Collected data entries
::::::::::

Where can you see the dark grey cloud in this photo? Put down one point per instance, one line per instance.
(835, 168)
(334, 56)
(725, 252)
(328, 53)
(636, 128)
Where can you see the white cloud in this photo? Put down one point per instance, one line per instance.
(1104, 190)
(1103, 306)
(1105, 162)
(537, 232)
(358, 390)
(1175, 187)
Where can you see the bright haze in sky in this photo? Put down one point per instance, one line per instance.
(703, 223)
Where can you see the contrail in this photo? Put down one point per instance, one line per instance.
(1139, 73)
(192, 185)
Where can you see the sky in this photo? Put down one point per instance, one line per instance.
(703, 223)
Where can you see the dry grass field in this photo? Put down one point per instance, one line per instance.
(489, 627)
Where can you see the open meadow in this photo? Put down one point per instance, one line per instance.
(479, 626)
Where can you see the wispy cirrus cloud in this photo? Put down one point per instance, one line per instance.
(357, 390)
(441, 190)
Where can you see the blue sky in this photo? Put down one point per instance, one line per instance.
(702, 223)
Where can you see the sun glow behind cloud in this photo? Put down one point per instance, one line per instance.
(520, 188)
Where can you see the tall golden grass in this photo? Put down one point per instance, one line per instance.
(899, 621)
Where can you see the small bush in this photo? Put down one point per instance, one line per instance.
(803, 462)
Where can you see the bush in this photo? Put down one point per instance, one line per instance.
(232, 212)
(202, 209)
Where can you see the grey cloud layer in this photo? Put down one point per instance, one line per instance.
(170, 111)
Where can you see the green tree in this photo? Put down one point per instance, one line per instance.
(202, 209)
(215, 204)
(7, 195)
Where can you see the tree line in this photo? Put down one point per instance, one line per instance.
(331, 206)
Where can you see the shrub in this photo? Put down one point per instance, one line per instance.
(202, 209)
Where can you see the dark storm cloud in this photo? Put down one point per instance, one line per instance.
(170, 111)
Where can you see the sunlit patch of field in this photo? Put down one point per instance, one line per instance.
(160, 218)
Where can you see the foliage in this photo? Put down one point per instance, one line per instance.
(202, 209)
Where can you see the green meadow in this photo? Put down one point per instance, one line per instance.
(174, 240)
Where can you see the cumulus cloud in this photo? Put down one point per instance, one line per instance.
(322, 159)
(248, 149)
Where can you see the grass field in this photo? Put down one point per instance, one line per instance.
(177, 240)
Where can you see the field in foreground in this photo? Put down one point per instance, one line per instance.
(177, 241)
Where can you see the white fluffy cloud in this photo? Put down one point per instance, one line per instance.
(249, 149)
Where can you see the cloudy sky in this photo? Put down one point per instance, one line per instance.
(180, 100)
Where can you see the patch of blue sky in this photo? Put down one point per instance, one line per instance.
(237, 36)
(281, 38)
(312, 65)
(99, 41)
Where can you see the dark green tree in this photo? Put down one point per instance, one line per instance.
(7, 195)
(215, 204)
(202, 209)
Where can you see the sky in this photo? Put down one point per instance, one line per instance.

::::::::::

What you have to do -
Extract the full set of entries word for word.

Task solution -
Where can you see the dark grey cloud in this photo? Put down one point per instance, one line per instance.
(835, 168)
(334, 56)
(725, 252)
(328, 53)
(636, 128)
Where can you see the white cloud in this photo? Put down one point per instance, one line per instance.
(1104, 190)
(1103, 306)
(1105, 162)
(537, 232)
(358, 390)
(1175, 187)
Where can you see the bright haze in sky in this photo? Put down one point per instance, one line per instance.
(703, 223)
Where can you see the contrail in this photo? Put down one point per instance, one line per instance.
(1139, 73)
(192, 185)
Where can you see the sky in this photo? Put down one point per instance, one line per instance.
(703, 223)
Where can you see the dry grass field in this photo? Put down one point per instance, one line per instance.
(489, 627)
Where can you see the open meadow in this photo? Put down one point per instance, one line per instance.
(479, 626)
Where can you see the wispy cirrus cloud in this photo? Put down one point per instance, one line per instance.
(357, 390)
(441, 190)
Where can you see the blue sky in this photo? Put down one point per instance, one line per instance.
(702, 223)
Where can you see the sun glow behind cloud in this photo? Put down one point per instance, one line per instance.
(520, 188)
Where can you see the tall golden grass in this photo? Put down one point per instance, one line per instance.
(899, 621)
Where can you see the small bush in this photo? Put down one point per instance, one line per instance.
(803, 462)
Where can you see the bush in this photo? Put down one point per instance, one line per instance.
(232, 212)
(202, 209)
Where can you see the grey cloud layer in this photo? Put down one point per instance, one line per instance.
(170, 111)
Where can you see the green tree in this photo? Put down one point per instance, one line per instance.
(202, 209)
(215, 204)
(7, 195)
Where can you see the tree line in this photo? Put down one point per instance, one line per instance.
(331, 206)
Where can you see the shrub in this photo? Put down one point per instance, one line per instance.
(202, 209)
Where can you see the dark storm cloud in this photo? Put down one point per instance, one line per instance.
(170, 111)
Where can you see the sunlit patch of field in this photo? Put down one point per instance, one line per instance.
(160, 218)
Where can you see the foliage in this photo? Put down one point per instance, one line per instance.
(202, 209)
Where can you see the green meadow in this photo? Put down one point per instance, one line per instance.
(174, 240)
Where can you see the cumulus cloud in this photo? Put down one point per instance, one line per instance.
(322, 159)
(248, 149)
Where can you see the grass field in this photo? Put down one point per instance, one line per instance.
(177, 240)
Where can you see the field in foreground in this photo? Put down one point per instance, one line per instance.
(177, 241)
Where can you see the white fluffy cloud in this photo? Put down one point per instance, one line per instance.
(249, 149)
Where can you see the cloudy sky in this photo? Put down one point per instance, one line per instance.
(180, 100)
Where can you see the patch of blue sky in this photo? Put down one point per instance, one line per instance.
(237, 36)
(281, 38)
(312, 65)
(99, 41)
Where can you see the dark green tree in this photo? Put down one point per instance, one line per instance.
(7, 195)
(215, 204)
(202, 209)
Where can you see the sky in this photo? Put down one point per instance, one line per instance.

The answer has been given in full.